* Aim
Copy the listing below line for line, keeping every character unchanged.

* Data shown
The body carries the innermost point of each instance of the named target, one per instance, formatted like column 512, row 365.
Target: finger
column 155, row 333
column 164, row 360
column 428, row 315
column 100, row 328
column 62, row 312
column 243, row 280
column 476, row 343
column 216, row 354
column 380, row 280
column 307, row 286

* Final result
The body carries the innermost point of each instance of the named target, one per instance, formatted like column 512, row 365.
Target: finger
column 155, row 333
column 164, row 360
column 428, row 315
column 100, row 328
column 62, row 312
column 243, row 280
column 476, row 343
column 216, row 354
column 380, row 280
column 307, row 286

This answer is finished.